▸ EXERCISE DETAILS
The answer is an exact repetition of every entry, with all images left out.

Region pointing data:
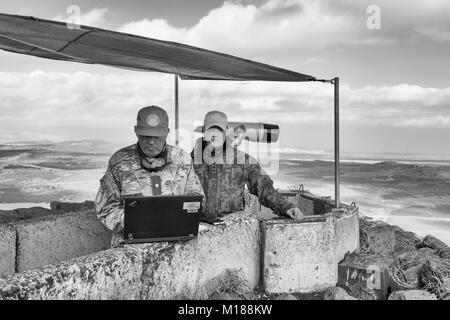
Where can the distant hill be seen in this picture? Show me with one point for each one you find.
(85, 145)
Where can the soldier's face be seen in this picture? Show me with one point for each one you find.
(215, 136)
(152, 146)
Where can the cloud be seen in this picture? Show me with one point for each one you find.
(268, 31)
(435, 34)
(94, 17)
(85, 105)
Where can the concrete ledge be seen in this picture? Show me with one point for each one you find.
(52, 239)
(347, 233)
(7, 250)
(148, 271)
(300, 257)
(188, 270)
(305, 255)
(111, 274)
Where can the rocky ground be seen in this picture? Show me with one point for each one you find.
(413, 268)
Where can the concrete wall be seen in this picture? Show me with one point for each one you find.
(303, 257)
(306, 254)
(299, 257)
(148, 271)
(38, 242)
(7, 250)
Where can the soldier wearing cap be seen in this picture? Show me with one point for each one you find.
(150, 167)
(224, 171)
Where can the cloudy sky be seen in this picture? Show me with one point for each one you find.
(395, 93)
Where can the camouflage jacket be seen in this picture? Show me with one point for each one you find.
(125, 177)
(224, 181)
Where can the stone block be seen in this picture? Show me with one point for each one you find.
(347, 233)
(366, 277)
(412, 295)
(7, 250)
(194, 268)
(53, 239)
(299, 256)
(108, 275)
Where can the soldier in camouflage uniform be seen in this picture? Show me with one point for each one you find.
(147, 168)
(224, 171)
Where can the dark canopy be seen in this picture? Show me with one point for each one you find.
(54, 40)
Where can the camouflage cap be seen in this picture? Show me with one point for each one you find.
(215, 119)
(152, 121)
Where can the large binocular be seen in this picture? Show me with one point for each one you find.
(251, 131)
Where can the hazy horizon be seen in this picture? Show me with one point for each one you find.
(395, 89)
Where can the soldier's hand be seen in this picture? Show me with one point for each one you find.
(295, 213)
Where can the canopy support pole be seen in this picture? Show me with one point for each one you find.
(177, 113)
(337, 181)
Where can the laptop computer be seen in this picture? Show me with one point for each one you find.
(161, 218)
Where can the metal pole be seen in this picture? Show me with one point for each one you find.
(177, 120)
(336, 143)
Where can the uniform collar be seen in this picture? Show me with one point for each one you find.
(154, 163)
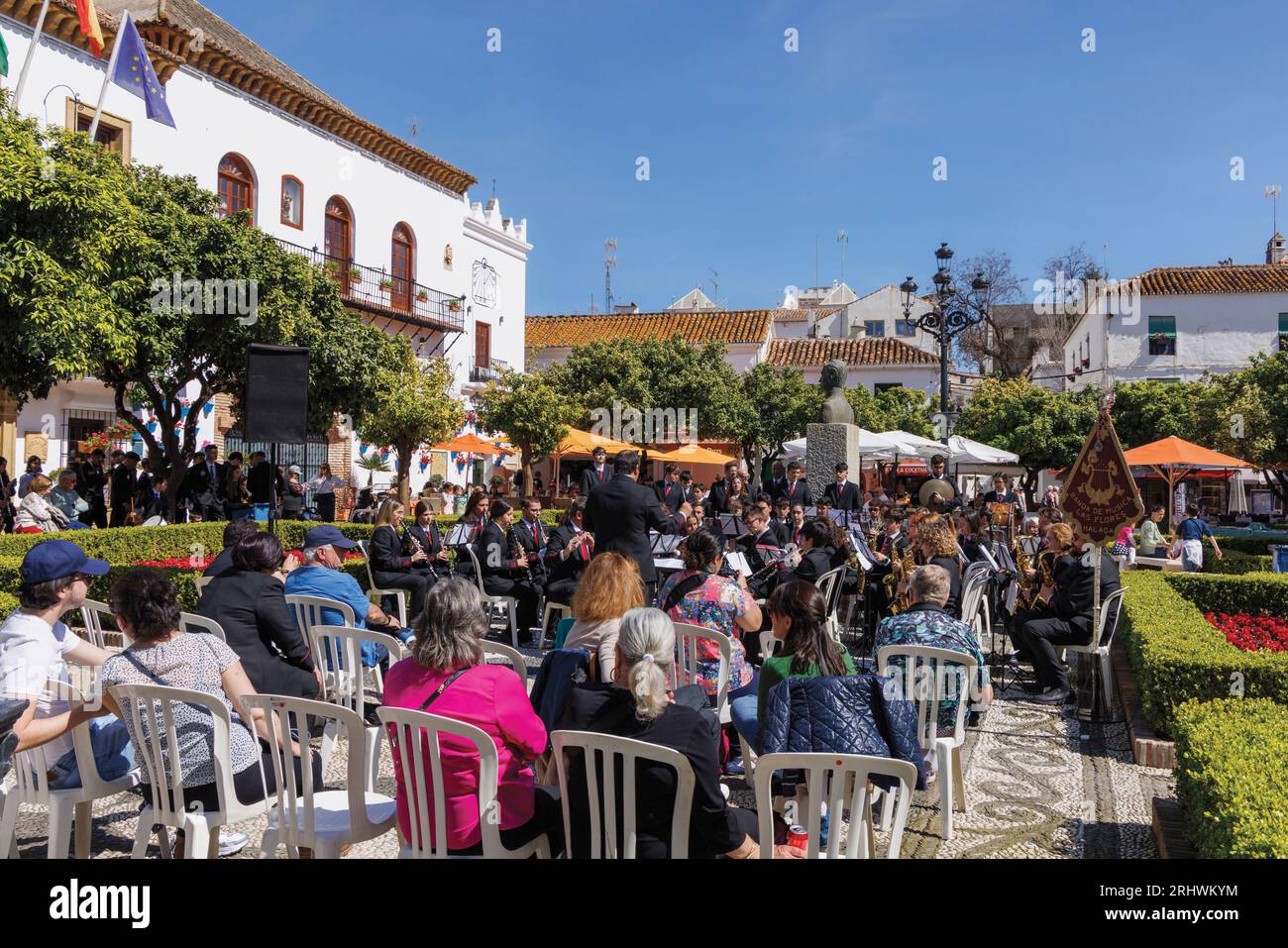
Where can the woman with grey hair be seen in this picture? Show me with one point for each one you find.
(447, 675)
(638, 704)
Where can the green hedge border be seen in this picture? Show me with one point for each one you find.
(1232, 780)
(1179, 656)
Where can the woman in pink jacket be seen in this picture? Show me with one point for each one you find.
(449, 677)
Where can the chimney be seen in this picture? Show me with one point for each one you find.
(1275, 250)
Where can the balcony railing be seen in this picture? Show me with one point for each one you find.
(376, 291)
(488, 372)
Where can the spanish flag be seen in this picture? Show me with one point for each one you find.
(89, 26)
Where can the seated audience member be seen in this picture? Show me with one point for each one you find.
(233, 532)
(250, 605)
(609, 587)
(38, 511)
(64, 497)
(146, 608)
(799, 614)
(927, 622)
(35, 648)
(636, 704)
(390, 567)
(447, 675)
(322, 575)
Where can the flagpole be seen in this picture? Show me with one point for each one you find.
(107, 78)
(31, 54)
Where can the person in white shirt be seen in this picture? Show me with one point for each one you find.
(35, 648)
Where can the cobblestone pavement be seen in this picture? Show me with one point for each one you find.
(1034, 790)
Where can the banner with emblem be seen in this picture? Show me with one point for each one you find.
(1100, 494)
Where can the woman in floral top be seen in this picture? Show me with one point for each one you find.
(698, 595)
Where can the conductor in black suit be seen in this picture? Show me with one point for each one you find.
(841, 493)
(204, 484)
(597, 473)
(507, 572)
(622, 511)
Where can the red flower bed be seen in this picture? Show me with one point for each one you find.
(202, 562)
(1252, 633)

▸ PROBLEM SOLUTION
Where can the distant hill be seen in this picture? Show me with one point for each one you find.
(85, 145)
Where can the soldier's face be seen in this picture? Show me with one point for each one you find.
(215, 136)
(152, 146)
Where can the cloud be seen in this picture? Show me with one point for each one you find.
(268, 31)
(435, 34)
(94, 17)
(85, 105)
Where can the concrete ledge be seen in this picture? Show me with one point for each one you find.
(52, 239)
(347, 233)
(7, 250)
(148, 271)
(300, 257)
(188, 270)
(305, 255)
(111, 274)
Where can the rocky ground be seen in this picture? Show me with one point for each one you find.
(413, 268)
Where can the concrete wall be seen in this picture? Show me with one point for each one you find.
(303, 257)
(306, 254)
(299, 257)
(148, 271)
(38, 242)
(7, 250)
Where can the soldier wearing cap be seen in this picture? Show me with one point for each one you find.
(150, 167)
(224, 171)
Where can the cloudy sky be seen in this picture? Show me with one point for each one you find.
(395, 93)
Where can the camouflage jacket be seen in this picture? Show me with one point for each one you find.
(125, 177)
(224, 181)
Where can the stone block be seen in this picture? Show me with one point for each one you find.
(347, 233)
(366, 277)
(412, 295)
(7, 250)
(194, 268)
(53, 239)
(299, 256)
(108, 275)
Where can the soldier in camouflage uniform be seen in this picture? Show me with one point for each one you find.
(147, 168)
(224, 171)
Where can the dark canopy be seen in this picture? Show me with one point for each one you find.
(54, 40)
Where can the camouflage cap be seen in this picture? Show me with one point for each one you find.
(215, 119)
(152, 121)
Where can the large binocular be seen in this picture? Show me with one point for each one you find.
(251, 131)
Where can the hazy horizon be seen in this picture? Show me with one point for each one you find.
(395, 89)
Where can the soldier's hand be seen in this picture? Show me with one point for each one you find.
(295, 213)
Where can the canopy support pole be seen in this picture? Show me with one point for each one you find.
(177, 113)
(337, 181)
Where can the laptop computer be seen in this picture? Show me with one point for each one you find.
(161, 218)
Where can the metal pole be seen in this picture? Show me with one point for each one you find.
(177, 120)
(336, 143)
Where can the uniform collar be seen in this picture? Show me with one point for each one you find.
(154, 163)
Where can the woman with grey hair be seen in this picture? Show me with one point for each one you find.
(447, 675)
(638, 704)
Where can the green hedge border be seen in this picture? Show me with one point for each one you find.
(1232, 780)
(1179, 656)
Where can the woman in pink jacket be seen in this picture? Show me with one point for each one you find.
(449, 677)
Where can the chimney be seen in this picture? Show me with one point for each one you find.
(1275, 250)
Where can the balcony railing be seen in this picture? Show me with one point for each one you find.
(376, 291)
(488, 372)
Where can the spanish flag be seen in this picture? Show me with one point for each one you find.
(89, 26)
Where can the seated audience member be seen in this picture? Show me with one point for each one you find.
(233, 532)
(250, 605)
(609, 587)
(38, 511)
(64, 497)
(146, 608)
(799, 614)
(927, 622)
(35, 648)
(636, 704)
(390, 567)
(447, 675)
(322, 575)
Where can the flagpole be seen in this picture? Show me with one point for each one you find.
(107, 78)
(31, 54)
Where can the person in white shirt be seen in this picture? Show me with one point for each one you find.
(35, 648)
Where can the cobblestone pavement be seen in this picture? Show me with one point for each one you find.
(1034, 790)
Where can the banner with emblem be seen in this picture? Show me with one point for each one you find.
(1100, 494)
Where can the woman in floral top be seen in this picture? Show me with one point for each one you find.
(698, 595)
Where can the conductor in black suit be seen in this picture? Show me with one point for each one you find.
(841, 493)
(204, 484)
(597, 473)
(507, 572)
(622, 511)
Where can the red flower bed be seen in this picture? Show me with one point for each one you find.
(202, 562)
(1252, 633)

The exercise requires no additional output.